Data supplied:

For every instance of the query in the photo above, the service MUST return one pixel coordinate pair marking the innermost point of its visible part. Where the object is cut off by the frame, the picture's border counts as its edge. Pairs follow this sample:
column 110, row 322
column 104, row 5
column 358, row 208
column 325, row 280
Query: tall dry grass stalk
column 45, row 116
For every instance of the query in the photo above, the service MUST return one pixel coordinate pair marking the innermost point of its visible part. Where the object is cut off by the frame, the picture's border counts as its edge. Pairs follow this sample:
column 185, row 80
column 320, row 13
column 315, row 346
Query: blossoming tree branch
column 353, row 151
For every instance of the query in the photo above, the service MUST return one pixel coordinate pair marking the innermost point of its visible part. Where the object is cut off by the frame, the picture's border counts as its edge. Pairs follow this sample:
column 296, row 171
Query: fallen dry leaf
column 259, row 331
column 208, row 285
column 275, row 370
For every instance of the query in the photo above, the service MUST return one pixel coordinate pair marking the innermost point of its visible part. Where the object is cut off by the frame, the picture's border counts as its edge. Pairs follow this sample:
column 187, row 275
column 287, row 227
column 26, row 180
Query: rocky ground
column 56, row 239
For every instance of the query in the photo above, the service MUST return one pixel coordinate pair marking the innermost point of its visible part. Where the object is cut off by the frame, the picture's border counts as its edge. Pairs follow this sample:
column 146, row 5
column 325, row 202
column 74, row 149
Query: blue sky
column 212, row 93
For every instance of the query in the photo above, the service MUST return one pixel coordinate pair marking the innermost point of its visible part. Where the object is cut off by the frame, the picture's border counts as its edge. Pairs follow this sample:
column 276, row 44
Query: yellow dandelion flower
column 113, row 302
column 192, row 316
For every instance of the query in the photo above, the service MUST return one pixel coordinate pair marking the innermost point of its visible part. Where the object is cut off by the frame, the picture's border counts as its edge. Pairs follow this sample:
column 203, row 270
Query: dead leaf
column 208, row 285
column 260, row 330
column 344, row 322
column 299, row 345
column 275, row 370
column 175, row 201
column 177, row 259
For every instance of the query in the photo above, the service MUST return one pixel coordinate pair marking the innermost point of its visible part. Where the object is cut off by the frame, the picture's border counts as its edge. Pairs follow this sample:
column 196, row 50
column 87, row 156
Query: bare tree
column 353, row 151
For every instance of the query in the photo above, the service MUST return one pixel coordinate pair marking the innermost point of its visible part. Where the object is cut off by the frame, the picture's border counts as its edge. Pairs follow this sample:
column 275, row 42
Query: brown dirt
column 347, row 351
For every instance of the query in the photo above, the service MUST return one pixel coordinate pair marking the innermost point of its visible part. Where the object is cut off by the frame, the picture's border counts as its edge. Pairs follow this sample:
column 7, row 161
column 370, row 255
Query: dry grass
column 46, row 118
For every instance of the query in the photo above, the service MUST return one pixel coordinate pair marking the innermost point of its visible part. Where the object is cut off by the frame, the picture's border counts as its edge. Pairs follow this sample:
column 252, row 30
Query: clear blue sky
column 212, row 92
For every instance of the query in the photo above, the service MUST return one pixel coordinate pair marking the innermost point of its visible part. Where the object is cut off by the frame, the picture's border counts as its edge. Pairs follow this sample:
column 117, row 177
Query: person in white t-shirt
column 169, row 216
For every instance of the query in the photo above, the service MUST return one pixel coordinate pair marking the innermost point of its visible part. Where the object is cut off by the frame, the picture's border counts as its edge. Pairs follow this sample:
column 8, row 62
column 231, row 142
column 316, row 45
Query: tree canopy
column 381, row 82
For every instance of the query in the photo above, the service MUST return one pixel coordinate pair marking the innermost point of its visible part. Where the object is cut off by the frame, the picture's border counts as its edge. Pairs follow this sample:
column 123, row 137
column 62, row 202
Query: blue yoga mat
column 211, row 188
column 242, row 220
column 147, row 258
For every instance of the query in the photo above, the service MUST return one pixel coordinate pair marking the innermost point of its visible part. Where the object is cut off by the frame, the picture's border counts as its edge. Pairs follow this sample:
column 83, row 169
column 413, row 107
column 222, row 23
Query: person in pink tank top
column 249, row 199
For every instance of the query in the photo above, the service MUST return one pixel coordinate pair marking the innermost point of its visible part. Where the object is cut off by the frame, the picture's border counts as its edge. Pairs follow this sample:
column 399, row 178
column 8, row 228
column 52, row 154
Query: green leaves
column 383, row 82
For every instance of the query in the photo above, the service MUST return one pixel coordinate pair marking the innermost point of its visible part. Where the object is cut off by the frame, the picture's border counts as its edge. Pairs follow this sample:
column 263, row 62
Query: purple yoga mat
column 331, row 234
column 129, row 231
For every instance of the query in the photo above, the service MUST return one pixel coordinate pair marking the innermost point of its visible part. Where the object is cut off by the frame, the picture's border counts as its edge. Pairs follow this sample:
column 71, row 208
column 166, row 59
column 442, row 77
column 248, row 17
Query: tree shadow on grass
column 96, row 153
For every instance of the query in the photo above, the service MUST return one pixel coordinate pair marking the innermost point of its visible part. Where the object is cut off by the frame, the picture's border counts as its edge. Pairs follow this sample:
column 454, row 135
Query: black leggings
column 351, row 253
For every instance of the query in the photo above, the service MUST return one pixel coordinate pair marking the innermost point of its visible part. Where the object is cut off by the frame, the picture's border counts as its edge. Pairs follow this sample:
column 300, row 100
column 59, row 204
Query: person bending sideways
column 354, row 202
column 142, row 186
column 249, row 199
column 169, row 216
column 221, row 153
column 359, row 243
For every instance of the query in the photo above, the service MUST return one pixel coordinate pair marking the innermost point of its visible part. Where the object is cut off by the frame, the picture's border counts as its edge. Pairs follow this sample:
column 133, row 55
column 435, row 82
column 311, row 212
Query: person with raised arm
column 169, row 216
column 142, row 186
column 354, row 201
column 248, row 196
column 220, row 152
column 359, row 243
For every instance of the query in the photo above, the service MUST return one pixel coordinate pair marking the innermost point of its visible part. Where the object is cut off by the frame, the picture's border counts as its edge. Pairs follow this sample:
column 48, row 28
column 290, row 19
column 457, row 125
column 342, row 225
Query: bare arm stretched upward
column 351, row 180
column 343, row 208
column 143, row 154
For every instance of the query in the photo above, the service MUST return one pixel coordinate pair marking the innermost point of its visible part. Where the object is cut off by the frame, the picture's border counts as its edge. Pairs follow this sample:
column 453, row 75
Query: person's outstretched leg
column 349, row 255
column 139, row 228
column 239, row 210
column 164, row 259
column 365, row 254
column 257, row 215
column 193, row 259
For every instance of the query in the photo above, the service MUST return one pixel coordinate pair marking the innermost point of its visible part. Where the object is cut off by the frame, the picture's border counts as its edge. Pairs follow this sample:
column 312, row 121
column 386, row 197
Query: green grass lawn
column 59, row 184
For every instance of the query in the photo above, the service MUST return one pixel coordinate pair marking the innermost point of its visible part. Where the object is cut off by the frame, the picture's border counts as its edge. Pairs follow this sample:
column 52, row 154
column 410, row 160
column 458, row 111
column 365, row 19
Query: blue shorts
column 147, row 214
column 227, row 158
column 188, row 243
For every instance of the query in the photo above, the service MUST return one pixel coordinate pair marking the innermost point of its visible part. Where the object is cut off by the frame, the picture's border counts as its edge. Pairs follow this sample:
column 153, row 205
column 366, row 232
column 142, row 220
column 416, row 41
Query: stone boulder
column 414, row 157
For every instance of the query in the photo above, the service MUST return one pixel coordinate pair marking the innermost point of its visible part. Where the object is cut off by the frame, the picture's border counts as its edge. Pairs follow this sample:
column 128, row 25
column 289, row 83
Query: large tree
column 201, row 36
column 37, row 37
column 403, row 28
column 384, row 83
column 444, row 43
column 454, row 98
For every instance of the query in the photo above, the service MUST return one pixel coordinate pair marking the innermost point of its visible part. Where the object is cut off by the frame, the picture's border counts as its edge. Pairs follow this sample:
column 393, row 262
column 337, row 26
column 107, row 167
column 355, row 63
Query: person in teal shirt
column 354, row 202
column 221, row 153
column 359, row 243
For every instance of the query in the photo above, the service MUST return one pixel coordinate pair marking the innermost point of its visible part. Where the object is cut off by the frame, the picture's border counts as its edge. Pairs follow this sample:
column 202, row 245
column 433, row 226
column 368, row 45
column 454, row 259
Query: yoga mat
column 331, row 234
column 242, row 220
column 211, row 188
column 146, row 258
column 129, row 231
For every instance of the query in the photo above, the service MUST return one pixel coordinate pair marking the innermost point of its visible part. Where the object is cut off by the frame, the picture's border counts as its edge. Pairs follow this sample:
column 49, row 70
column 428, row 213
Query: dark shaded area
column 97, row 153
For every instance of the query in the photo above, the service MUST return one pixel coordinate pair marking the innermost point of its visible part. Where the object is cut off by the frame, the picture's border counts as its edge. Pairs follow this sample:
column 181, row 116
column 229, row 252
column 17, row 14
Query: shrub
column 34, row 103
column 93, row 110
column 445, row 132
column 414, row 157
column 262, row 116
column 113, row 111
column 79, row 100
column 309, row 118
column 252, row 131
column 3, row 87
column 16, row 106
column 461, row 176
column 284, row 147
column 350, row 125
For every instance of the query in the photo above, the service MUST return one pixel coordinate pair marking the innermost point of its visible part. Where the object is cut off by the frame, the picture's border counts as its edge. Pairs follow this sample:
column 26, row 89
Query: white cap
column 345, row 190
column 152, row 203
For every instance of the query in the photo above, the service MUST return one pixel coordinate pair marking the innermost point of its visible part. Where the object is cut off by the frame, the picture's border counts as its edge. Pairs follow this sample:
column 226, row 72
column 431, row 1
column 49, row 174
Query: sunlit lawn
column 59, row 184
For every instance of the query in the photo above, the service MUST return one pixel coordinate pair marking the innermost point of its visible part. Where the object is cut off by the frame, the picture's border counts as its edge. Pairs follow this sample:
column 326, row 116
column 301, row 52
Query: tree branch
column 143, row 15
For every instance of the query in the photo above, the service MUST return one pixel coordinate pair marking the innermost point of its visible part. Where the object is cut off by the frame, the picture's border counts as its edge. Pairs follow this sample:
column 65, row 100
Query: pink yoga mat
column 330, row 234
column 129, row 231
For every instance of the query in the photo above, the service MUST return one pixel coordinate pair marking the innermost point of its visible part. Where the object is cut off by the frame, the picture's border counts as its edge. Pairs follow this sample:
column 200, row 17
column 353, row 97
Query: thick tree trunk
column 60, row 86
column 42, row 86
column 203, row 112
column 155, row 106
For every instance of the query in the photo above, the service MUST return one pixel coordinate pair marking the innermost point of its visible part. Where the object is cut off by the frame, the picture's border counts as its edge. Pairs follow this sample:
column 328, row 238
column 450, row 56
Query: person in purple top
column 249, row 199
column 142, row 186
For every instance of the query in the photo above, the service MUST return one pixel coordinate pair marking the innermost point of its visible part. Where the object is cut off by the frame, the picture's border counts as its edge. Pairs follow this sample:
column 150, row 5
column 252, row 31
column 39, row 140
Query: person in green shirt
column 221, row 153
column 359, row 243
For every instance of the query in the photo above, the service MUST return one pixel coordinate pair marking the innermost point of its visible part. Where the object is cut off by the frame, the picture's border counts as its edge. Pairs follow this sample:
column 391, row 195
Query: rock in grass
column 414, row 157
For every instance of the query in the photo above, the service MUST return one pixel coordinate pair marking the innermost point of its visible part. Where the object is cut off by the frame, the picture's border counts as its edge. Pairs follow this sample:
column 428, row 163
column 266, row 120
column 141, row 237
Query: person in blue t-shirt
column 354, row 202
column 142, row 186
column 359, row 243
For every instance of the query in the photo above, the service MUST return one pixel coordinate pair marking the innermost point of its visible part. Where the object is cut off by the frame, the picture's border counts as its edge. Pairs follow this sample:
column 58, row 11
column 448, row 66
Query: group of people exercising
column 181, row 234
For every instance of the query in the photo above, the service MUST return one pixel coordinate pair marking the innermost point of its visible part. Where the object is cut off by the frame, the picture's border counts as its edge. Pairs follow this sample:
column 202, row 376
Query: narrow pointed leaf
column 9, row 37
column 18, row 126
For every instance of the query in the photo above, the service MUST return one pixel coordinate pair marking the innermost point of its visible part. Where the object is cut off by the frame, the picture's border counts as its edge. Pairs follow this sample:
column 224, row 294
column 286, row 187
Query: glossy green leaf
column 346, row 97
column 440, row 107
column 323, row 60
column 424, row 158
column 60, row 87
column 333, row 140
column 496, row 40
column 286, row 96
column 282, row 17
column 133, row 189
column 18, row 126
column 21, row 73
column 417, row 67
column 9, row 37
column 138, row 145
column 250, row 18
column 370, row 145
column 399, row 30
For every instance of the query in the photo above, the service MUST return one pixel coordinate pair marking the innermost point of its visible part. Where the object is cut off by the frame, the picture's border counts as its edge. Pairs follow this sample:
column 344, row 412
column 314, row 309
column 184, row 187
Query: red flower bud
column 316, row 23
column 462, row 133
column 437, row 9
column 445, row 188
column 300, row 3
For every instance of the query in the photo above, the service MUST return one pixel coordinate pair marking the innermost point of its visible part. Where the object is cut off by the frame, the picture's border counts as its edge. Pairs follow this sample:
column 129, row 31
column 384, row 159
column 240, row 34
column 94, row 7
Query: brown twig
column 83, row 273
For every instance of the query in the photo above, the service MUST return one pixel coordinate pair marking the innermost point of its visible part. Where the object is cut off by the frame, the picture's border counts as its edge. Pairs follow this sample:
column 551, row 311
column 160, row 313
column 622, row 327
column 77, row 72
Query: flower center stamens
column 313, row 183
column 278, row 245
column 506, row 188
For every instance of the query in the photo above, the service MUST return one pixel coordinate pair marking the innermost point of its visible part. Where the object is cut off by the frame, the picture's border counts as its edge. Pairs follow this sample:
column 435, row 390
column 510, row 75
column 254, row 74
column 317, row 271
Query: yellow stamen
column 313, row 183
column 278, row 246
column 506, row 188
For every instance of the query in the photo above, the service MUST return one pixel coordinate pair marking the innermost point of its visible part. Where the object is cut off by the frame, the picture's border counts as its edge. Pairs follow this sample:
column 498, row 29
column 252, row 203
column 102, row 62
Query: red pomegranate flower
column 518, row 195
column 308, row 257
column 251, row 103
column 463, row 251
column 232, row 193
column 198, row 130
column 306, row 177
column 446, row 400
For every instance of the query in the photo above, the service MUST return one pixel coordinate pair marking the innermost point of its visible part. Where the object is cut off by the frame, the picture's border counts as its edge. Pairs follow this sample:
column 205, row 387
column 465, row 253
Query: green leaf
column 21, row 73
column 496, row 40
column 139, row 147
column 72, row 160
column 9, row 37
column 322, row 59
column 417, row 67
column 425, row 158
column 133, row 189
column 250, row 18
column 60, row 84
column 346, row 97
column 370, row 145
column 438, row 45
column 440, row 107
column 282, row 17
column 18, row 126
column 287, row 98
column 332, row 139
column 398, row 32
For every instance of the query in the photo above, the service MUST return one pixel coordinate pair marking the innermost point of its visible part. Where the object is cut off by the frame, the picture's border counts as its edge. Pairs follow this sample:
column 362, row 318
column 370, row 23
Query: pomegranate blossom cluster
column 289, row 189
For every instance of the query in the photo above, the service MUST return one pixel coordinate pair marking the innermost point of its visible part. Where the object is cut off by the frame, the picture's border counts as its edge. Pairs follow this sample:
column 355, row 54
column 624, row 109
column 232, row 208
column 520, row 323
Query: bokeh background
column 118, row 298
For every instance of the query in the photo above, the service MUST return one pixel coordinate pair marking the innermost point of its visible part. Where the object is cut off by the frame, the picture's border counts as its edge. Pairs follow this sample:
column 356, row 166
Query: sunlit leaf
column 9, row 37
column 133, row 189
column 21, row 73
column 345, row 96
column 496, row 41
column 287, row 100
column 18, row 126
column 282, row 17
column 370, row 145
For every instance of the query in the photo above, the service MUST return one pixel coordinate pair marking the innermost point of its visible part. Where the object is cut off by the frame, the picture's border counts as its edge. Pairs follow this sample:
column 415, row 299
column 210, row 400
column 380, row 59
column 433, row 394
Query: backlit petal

What you are asked to do: Stopping at the line containing "column 276, row 44", please repeat exactly every line from the very start of the entries, that line included, and nothing more.

Answer box:
For every instance of the query in the photo above, the service MUST return one pixel coordinate pair marking the innermost point of its visible part. Where the object is cut off by the frame, the picture's border counts as its edge. Pairs follow this sample:
column 110, row 322
column 104, row 5
column 358, row 208
column 325, row 280
Query: tall dry grass stalk
column 45, row 116
For every instance of the query in the photo above, the service MUST return one pixel coordinate pair marking the innermost point of its visible part. Where the object is cut off by the frame, the picture's border counts as its edge. Pairs follow this sample:
column 185, row 80
column 320, row 13
column 315, row 346
Query: blossoming tree branch
column 353, row 151
For every instance of the query in the photo above, the service MUST return one pixel coordinate pair marking the innermost point of its visible part. Where the object is cut off by the frame, the picture's border counts as its edge. Pairs follow this sample:
column 296, row 171
Query: fallen dry leaf
column 259, row 331
column 208, row 285
column 275, row 370
For every instance of the query in the photo above, the service MUST return one pixel coordinate pair marking the innermost point of its visible part. Where the object is cut off by the frame, the picture's border counts as its edge. Pairs follow this sample:
column 187, row 275
column 287, row 227
column 26, row 180
Query: rocky ground
column 56, row 239
For every instance of the query in the photo above, the service MUST return one pixel coordinate pair marking the innermost point of its visible part. Where the object is cut off by the frame, the picture's border counts as its edge. Pairs follow this sample:
column 146, row 5
column 325, row 202
column 74, row 149
Query: blue sky
column 212, row 93
For every instance of the query in the photo above, the service MUST return one pixel coordinate pair marking the innermost point of its visible part. Where the object is cut off by the frame, the picture's border counts as its edge. Pairs follow this sample:
column 276, row 44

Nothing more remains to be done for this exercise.